AIM OF THE TASK:
Starting at the line that contains "on the wooden", copy each line through the final one exactly as written.

INPUT DATA:
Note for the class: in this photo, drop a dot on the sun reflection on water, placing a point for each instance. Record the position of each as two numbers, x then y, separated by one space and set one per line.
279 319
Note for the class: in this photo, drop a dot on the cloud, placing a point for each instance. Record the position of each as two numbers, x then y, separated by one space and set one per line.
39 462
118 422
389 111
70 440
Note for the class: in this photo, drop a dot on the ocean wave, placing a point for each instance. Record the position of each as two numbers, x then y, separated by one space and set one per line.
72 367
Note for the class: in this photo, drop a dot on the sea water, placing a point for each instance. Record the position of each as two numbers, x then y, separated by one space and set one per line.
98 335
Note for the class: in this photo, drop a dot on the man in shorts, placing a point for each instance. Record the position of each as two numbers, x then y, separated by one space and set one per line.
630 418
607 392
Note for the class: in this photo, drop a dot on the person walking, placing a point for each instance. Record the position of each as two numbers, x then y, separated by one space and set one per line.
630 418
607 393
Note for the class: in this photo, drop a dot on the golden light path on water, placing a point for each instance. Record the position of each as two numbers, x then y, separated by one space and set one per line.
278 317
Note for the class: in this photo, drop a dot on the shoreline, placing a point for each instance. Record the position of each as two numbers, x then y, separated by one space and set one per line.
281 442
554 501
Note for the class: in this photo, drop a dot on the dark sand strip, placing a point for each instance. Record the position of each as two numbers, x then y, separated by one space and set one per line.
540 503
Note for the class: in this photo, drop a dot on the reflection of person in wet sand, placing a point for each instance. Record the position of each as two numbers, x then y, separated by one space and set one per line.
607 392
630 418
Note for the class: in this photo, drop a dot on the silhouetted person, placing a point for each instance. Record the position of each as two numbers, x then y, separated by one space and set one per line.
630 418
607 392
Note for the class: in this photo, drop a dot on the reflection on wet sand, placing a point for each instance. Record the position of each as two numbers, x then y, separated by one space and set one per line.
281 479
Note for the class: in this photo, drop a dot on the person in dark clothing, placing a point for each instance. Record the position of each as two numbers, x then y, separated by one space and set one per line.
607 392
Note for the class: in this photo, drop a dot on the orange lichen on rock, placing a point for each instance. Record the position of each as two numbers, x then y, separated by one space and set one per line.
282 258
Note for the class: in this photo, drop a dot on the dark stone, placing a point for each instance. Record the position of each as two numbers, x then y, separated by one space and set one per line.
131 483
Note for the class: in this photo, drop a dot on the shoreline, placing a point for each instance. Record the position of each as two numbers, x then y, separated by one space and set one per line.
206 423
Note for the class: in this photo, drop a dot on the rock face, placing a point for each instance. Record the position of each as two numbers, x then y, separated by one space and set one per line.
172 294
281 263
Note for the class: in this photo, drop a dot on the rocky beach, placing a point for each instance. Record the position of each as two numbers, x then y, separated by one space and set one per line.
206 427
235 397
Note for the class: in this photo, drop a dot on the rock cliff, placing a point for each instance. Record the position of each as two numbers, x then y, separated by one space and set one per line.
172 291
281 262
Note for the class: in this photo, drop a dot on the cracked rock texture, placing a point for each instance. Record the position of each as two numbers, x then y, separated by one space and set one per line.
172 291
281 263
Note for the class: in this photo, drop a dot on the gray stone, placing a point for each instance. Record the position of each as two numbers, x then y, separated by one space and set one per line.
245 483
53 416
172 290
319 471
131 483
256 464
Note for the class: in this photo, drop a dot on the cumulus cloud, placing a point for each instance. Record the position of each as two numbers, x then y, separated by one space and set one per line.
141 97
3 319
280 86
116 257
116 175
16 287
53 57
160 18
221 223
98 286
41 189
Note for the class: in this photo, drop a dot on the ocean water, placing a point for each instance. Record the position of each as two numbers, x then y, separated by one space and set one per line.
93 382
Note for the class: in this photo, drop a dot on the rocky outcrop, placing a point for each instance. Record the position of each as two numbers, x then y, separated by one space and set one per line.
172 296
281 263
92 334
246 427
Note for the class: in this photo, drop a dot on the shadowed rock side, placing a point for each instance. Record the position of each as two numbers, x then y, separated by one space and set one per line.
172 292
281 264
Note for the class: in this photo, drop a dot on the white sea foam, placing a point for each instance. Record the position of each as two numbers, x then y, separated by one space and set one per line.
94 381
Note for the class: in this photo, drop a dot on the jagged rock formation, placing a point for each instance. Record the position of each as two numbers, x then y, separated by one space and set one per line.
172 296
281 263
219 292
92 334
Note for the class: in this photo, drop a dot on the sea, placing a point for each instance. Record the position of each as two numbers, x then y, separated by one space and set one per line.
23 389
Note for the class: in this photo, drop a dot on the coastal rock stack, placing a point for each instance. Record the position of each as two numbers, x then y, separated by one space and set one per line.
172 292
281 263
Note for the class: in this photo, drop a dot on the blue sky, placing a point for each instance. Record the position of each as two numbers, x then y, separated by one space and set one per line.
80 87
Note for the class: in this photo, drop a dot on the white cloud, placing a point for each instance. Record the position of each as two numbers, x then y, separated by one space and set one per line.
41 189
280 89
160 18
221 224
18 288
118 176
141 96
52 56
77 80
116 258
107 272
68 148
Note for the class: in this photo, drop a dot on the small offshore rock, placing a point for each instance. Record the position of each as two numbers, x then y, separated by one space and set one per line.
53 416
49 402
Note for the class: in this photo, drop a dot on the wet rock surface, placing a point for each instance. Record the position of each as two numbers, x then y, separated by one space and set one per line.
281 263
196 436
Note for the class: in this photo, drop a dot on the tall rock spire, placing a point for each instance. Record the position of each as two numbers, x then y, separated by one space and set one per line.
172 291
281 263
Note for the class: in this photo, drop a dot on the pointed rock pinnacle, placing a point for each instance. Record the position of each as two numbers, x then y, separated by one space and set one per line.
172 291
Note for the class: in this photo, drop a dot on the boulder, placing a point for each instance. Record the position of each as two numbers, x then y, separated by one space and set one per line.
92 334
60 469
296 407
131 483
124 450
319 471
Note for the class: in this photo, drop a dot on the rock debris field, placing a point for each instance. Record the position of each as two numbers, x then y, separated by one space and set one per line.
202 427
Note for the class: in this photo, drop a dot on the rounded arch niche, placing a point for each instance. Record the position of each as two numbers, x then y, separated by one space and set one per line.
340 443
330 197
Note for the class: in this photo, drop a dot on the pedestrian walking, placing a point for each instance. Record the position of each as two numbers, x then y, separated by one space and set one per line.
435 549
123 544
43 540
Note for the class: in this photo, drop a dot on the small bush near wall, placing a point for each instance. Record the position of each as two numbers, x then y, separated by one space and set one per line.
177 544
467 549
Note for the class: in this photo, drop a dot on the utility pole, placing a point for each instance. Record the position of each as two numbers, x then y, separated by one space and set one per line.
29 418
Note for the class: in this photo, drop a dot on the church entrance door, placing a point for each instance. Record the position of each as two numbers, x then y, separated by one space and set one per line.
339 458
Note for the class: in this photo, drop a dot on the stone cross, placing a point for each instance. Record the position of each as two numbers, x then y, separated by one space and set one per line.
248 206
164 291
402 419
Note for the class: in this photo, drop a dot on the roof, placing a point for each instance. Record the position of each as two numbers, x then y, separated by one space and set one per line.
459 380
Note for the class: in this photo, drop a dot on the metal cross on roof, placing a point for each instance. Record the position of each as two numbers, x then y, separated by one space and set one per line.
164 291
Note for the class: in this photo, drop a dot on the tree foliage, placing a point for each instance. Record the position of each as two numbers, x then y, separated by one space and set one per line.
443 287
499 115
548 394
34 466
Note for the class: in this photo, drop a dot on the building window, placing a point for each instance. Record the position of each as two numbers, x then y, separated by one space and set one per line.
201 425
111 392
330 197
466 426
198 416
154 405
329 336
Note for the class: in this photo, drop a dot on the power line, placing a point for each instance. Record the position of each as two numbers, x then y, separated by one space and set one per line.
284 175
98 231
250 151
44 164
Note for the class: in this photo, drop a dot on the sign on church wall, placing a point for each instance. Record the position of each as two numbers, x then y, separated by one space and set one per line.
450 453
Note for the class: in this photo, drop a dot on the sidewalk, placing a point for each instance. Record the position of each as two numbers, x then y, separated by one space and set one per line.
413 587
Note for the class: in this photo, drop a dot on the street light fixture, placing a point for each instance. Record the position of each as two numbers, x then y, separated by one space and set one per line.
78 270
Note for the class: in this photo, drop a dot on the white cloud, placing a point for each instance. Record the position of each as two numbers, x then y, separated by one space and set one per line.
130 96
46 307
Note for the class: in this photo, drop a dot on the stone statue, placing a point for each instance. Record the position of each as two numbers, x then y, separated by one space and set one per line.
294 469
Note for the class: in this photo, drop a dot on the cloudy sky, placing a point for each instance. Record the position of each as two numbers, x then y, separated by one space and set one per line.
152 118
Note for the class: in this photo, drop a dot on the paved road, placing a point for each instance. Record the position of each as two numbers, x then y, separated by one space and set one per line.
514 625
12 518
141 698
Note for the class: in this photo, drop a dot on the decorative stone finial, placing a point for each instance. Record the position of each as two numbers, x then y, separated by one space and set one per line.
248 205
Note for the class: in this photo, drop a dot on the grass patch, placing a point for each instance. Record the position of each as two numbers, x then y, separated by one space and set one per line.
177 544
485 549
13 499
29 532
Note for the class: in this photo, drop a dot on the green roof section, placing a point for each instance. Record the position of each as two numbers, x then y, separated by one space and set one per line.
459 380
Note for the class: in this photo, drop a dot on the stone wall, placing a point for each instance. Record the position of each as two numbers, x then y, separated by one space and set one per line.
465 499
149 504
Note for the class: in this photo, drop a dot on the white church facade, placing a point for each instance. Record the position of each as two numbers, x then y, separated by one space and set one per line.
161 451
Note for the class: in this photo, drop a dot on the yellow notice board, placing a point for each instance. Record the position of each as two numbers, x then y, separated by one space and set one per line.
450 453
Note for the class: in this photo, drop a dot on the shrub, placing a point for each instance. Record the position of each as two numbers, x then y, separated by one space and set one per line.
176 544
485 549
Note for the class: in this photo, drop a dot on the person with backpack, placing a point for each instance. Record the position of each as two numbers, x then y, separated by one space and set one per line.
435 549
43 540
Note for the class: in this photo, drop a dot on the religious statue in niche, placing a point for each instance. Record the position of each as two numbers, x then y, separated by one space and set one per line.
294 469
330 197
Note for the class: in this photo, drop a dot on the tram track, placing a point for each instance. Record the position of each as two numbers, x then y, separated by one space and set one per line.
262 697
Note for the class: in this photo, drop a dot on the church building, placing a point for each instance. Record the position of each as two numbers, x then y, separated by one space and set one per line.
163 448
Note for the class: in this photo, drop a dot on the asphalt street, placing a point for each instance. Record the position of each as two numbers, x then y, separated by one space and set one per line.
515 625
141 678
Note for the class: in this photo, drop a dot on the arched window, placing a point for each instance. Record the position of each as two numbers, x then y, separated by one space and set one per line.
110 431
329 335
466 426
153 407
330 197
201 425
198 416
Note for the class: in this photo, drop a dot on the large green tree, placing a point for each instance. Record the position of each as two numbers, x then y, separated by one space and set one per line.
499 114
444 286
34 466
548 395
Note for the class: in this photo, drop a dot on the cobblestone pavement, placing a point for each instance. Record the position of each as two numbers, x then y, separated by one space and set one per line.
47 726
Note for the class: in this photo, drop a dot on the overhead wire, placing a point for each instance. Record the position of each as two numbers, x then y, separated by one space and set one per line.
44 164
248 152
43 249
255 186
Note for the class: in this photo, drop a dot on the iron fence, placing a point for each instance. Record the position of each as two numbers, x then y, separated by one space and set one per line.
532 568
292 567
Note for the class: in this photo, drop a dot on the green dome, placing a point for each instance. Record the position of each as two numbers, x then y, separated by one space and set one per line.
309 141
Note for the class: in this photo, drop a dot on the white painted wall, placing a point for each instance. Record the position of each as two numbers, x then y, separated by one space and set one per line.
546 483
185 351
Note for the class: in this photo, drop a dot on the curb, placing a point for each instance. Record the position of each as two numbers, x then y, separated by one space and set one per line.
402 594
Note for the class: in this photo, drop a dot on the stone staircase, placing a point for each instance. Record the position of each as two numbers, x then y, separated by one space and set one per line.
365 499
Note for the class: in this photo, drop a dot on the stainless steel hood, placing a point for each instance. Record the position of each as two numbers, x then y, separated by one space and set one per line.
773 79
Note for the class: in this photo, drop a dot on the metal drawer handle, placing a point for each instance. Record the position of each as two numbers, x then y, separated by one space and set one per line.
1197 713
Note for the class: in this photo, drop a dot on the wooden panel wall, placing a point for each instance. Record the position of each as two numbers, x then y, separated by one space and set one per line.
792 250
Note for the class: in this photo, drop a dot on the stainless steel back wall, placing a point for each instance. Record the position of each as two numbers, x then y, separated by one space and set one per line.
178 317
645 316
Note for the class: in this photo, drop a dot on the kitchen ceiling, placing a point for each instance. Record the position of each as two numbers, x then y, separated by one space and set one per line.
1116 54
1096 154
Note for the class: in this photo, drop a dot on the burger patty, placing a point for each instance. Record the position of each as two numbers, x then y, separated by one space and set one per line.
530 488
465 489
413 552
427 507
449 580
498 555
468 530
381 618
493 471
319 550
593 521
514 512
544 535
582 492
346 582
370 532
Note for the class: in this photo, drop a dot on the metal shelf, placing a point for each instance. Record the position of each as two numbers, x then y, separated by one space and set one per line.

WRITTEN REPLY:
Note for the class: in this photo, drop a dot on the wooden panel wall, placing a point for each instance. Record the position of each as two numbers, x then y, separated by one space and set one per line.
792 250
Note for the class: in this photo, drop a dot on the stainless steel back wall, placing a point for each instance. Record the position of each as two numbers, x then y, separated by one space and set one per line.
178 317
645 316
Note for the class: in this photo, drop a dot on the kitchen ceiling, placing a point for each instance. Record the position of each as two numbers, x then y, separated by one space and set one per line.
1116 54
1096 154
Note for the class: in this photo, drop a dot on the burger patty, placing a point for each instance. Record the position of each as two numbers, x then y, separated by one space and set one per line.
530 488
465 489
413 552
427 507
449 580
498 555
468 530
381 618
493 471
319 550
593 521
514 512
544 535
582 492
346 582
370 532
Note for the class: in this photo, drop a dot on the metal shelf, placing a point for each instance. Record the position of each as two numbers, x then y, separated by one space and set one per line.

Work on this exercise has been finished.